WHAT IS BEING ASKED: Repeat the records below exactly as they appear.

ENTRIES SHOWN:
"""
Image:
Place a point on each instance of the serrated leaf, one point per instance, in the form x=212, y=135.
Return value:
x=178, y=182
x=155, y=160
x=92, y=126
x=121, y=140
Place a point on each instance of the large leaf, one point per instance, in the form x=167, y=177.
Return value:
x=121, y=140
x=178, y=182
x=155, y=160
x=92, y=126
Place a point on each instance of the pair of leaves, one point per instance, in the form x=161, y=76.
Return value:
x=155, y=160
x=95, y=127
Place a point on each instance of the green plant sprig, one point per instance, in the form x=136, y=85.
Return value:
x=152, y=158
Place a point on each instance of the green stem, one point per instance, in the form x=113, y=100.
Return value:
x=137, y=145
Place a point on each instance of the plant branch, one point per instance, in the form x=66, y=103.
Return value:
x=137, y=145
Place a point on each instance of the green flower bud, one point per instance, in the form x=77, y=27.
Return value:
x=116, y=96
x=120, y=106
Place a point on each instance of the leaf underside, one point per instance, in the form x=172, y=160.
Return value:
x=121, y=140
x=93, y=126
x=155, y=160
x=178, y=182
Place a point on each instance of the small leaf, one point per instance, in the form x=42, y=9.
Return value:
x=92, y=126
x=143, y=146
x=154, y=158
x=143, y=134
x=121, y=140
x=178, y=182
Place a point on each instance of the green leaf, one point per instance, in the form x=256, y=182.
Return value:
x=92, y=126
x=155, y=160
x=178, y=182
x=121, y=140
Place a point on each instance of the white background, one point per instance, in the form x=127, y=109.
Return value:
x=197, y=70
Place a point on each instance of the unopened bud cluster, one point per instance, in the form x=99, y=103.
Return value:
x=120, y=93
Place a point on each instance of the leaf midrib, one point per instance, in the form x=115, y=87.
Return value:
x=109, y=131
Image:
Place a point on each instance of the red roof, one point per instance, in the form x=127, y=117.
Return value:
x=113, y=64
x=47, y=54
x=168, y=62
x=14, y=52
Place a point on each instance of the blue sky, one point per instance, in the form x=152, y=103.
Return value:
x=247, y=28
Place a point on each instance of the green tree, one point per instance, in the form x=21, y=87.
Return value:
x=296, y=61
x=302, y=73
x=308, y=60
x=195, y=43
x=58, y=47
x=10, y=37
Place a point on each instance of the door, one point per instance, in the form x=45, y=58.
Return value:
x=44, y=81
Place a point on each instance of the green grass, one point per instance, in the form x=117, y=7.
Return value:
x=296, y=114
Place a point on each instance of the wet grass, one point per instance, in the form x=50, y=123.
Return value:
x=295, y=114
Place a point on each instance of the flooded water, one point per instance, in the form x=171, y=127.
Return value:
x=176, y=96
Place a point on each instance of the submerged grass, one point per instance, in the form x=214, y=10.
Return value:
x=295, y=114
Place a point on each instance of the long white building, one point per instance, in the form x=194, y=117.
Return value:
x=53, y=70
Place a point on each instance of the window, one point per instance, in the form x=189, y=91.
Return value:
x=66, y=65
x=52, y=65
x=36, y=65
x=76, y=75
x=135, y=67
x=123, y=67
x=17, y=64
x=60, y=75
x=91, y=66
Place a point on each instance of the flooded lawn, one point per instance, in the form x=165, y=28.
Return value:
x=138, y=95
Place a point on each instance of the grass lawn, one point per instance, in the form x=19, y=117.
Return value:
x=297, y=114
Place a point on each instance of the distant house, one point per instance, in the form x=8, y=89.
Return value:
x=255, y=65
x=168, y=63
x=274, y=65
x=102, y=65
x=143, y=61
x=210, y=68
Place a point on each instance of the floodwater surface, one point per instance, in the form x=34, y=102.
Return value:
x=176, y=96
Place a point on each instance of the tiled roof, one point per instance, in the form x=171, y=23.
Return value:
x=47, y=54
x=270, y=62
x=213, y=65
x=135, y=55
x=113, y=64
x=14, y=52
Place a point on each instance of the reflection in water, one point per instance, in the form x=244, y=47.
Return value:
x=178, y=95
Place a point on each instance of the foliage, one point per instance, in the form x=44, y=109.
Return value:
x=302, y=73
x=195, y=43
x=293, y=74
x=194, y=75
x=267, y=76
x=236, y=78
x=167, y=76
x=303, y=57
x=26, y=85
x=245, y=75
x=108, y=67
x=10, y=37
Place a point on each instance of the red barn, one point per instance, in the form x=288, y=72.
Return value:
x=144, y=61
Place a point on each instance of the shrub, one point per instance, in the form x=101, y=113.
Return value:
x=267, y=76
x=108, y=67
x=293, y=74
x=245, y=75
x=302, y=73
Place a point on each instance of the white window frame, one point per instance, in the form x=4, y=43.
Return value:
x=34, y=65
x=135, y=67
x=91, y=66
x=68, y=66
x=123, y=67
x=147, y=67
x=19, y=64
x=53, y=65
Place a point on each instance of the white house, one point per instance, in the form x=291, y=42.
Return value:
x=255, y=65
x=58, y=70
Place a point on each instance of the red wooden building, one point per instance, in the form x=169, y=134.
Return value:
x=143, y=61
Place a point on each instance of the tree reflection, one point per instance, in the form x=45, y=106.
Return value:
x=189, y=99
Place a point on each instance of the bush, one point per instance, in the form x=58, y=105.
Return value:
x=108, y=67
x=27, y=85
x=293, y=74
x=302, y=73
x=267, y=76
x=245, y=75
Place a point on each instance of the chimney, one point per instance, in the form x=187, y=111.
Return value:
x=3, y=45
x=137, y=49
"""
EXPECTED ANSWER:
Image:
Place a point on each instance of the serrated leaf, one point per instance, in the form x=212, y=135.
Return value:
x=178, y=182
x=155, y=160
x=92, y=126
x=121, y=140
Place a point on each instance of the large leaf, one point per instance, in the form x=167, y=177.
Return value:
x=121, y=140
x=178, y=182
x=155, y=160
x=92, y=126
Place a point on each instance of the pair of leaves, one point per instance, in the form x=161, y=76.
Return value:
x=155, y=160
x=95, y=127
Place a point on each instance of the green plant sprig, one point per instance, in the form x=136, y=85.
Return value:
x=152, y=158
Place a point on each instance of the green stem, one point per instance, in the form x=113, y=100.
Return value:
x=137, y=145
Place a point on each instance of the plant branch, one point per instance, in the form x=66, y=103.
Return value:
x=137, y=145
Place a point on each instance of the green flower bud, one point per instance, in the form x=77, y=27.
Return value:
x=116, y=96
x=120, y=106
Place a point on each instance of the leaf underside, one point per instance, in the form x=172, y=160.
Return value:
x=121, y=140
x=93, y=126
x=155, y=160
x=178, y=182
Place a point on each instance of the small leaf, one point per instance, in the form x=42, y=9.
Return value:
x=92, y=126
x=143, y=146
x=154, y=158
x=143, y=134
x=121, y=140
x=178, y=182
Place a point on each instance of the green leaf, one point per instance, in the form x=256, y=182.
Return value:
x=92, y=126
x=155, y=160
x=178, y=182
x=121, y=140
Place a point on each instance of the white background, one point per instance, in the form x=127, y=109.
Return value:
x=197, y=70
Place a point on each instance of the unopened bud cluster, one point per instance, in the form x=99, y=103.
Return value:
x=120, y=93
Place a point on each instance of the leaf midrib, one point per instance, in the form x=115, y=87.
Return value:
x=109, y=131
Image:
Place a point on each instance of the red roof, one point per instance, in the form x=127, y=117.
Return value:
x=113, y=64
x=47, y=54
x=168, y=62
x=14, y=52
Place a point on each instance of the blue sky, one point per instance, in the form x=152, y=103.
Return value:
x=247, y=28
Place a point on each instance of the green tree, one point per instance, in the form x=21, y=87.
Return value:
x=296, y=61
x=302, y=73
x=308, y=60
x=195, y=43
x=58, y=47
x=10, y=37
Place a point on each instance of the door, one point per instance, in the form x=45, y=58.
Return value:
x=44, y=81
Place a point on each instance of the green grass, one point per instance, in the form x=117, y=7.
Return value:
x=296, y=114
Place a point on each instance of the wet grass, one point per instance, in the form x=50, y=123.
Return value:
x=295, y=114
Place a point on each instance of the flooded water, one point per instance, in the form x=171, y=127.
Return value:
x=176, y=96
Place a point on each instance of the submerged grass, one point per instance, in the form x=214, y=10.
Return value:
x=295, y=114
Place a point on each instance of the long white building, one point per instance, in the form x=194, y=117.
Return value:
x=53, y=70
Place a point on each instance of the window, one point per instance, in the form x=189, y=91.
Return value:
x=66, y=65
x=52, y=65
x=36, y=65
x=76, y=75
x=135, y=67
x=123, y=67
x=17, y=64
x=60, y=75
x=91, y=66
Place a point on each instance of the flooded lawn, one point per instance, in the form x=165, y=28.
Return value:
x=138, y=95
Place a point on each instance of the grass lawn, one point per instance, in the form x=19, y=117.
Return value:
x=297, y=114
Place a point on each instance of the distant house, one point per instance, in the form x=8, y=89.
Return value:
x=255, y=65
x=168, y=63
x=274, y=65
x=102, y=65
x=143, y=61
x=210, y=68
Place a point on each instance of the floodwater surface, one point per instance, in the form x=34, y=102.
Return value:
x=176, y=96
Place a point on each instance of the tiled roof, one point per instance, in the form x=171, y=23.
Return value:
x=47, y=54
x=270, y=62
x=213, y=65
x=135, y=55
x=113, y=64
x=14, y=52
Place a point on each instance of the reflection in water, one point per instance, in the form x=244, y=47.
Return value:
x=178, y=95
Place a point on each instance of the foliage, one point per instance, in the form x=44, y=109.
Return value:
x=302, y=73
x=195, y=43
x=293, y=74
x=194, y=75
x=267, y=76
x=236, y=78
x=167, y=76
x=303, y=57
x=26, y=85
x=245, y=75
x=108, y=67
x=10, y=37
Place a point on each instance of the red barn, one point per instance, in the form x=288, y=72.
Return value:
x=144, y=61
Place a point on each instance of the shrub, one point per instance, in the form x=101, y=113.
Return value:
x=267, y=76
x=108, y=67
x=293, y=74
x=245, y=75
x=302, y=73
Place a point on each instance of the white window frame, one point per instance, in the form x=4, y=43.
Return value:
x=34, y=65
x=135, y=67
x=91, y=66
x=68, y=66
x=123, y=67
x=147, y=67
x=19, y=64
x=53, y=65
Place a point on each instance of the white house, one point per instance, in the form x=291, y=42.
Return value:
x=255, y=65
x=58, y=70
Place a point on each instance of the red wooden building, one point per instance, in the form x=169, y=134.
Return value:
x=143, y=61
Place a point on each instance of the tree reflection, one point per instance, in the form x=45, y=106.
Return value:
x=189, y=99
Place a point on each instance of the bush, one point per instance, in the form x=58, y=105.
Return value:
x=108, y=67
x=27, y=85
x=293, y=74
x=302, y=73
x=267, y=76
x=245, y=75
Place a point on each instance of the chimney, one point per instance, in the form x=187, y=111.
Return value:
x=3, y=45
x=137, y=49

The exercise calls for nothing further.